[Items from a data source]
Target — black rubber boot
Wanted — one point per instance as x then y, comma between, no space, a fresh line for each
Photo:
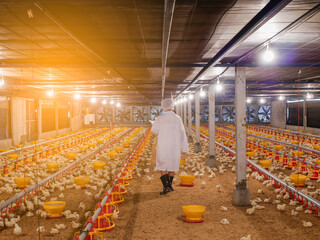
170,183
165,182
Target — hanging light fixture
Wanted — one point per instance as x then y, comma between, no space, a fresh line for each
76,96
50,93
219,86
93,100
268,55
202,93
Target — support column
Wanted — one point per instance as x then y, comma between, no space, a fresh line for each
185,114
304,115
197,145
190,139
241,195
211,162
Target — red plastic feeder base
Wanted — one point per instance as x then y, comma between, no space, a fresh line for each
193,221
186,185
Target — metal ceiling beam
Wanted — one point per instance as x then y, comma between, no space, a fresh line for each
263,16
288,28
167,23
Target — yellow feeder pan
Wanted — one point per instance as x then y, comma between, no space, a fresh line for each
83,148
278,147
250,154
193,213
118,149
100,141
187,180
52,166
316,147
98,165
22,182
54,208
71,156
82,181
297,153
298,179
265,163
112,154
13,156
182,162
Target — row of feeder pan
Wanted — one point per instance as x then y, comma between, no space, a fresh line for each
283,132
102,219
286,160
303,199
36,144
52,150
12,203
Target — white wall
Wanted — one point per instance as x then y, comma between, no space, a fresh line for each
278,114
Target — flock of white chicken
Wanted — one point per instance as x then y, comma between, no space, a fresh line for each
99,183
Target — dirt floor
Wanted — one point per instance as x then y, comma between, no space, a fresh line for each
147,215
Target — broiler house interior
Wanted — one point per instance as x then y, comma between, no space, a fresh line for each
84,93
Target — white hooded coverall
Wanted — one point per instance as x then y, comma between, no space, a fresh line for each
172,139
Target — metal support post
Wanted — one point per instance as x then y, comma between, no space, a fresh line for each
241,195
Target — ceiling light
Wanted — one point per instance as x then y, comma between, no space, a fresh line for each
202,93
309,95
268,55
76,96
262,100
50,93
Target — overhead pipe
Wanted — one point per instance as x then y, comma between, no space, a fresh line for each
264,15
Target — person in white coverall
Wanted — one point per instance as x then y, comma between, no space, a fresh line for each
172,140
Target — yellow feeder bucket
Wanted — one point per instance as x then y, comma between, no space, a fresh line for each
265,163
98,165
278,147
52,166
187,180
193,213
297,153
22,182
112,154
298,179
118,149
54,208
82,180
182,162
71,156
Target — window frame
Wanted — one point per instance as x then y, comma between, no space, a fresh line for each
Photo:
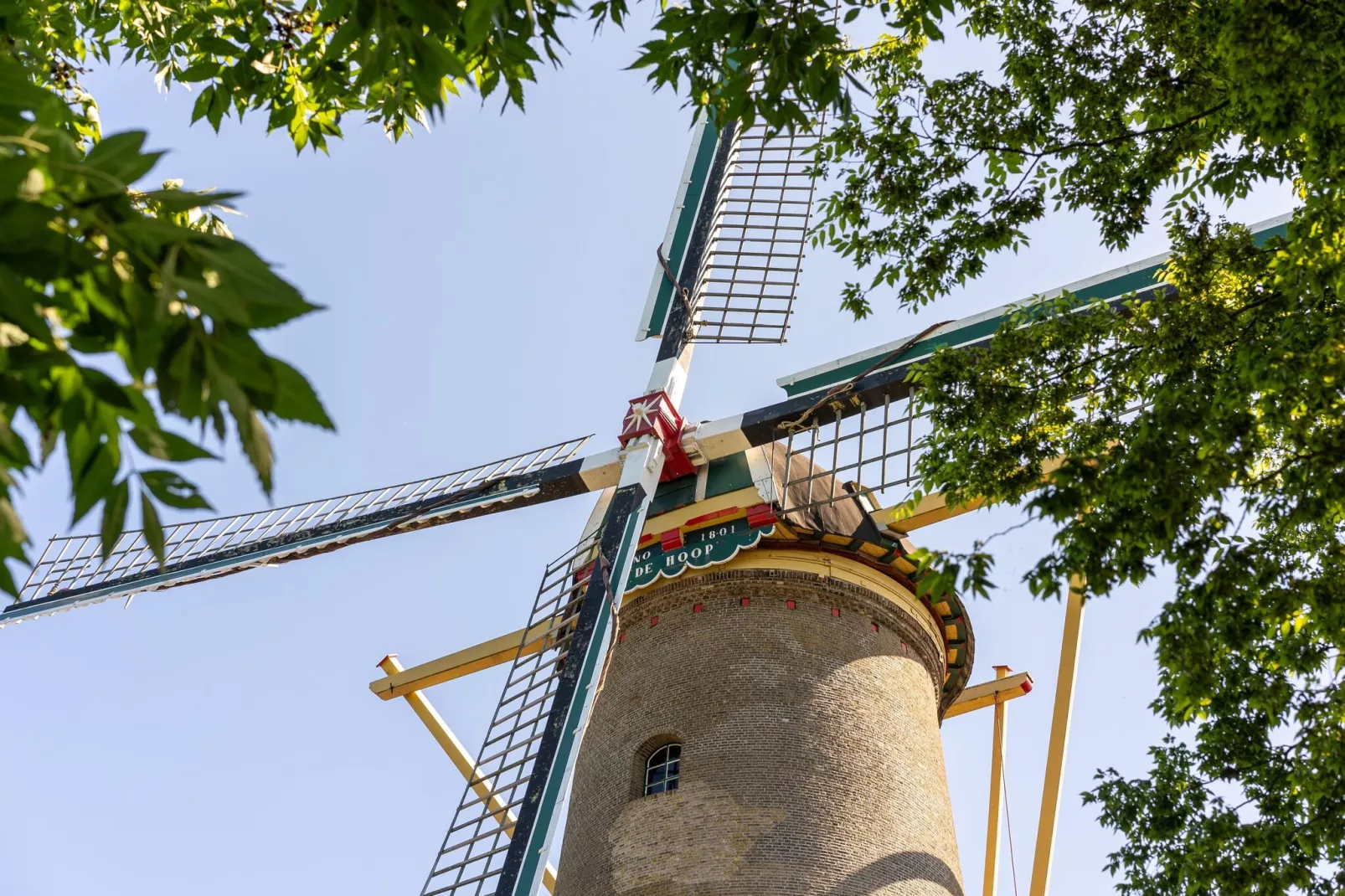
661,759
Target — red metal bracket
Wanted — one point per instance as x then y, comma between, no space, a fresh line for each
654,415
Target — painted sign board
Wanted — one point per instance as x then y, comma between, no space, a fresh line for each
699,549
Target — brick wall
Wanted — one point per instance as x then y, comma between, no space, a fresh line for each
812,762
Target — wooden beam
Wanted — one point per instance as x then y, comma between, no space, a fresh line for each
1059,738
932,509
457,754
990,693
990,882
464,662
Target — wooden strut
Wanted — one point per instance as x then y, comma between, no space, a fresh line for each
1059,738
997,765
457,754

DIRECTIONS: Produce the lines from the first line of the entries through the line that contains "Target — hanging light fixture", exactly, leaving the pictures behind.

TASK SOLUTION:
Target — black rubber boot
Wanted — one point per instance as x then y, comma between, no space, a fresh line for each
Photo:
170,183
165,182
Target — hanging light fixture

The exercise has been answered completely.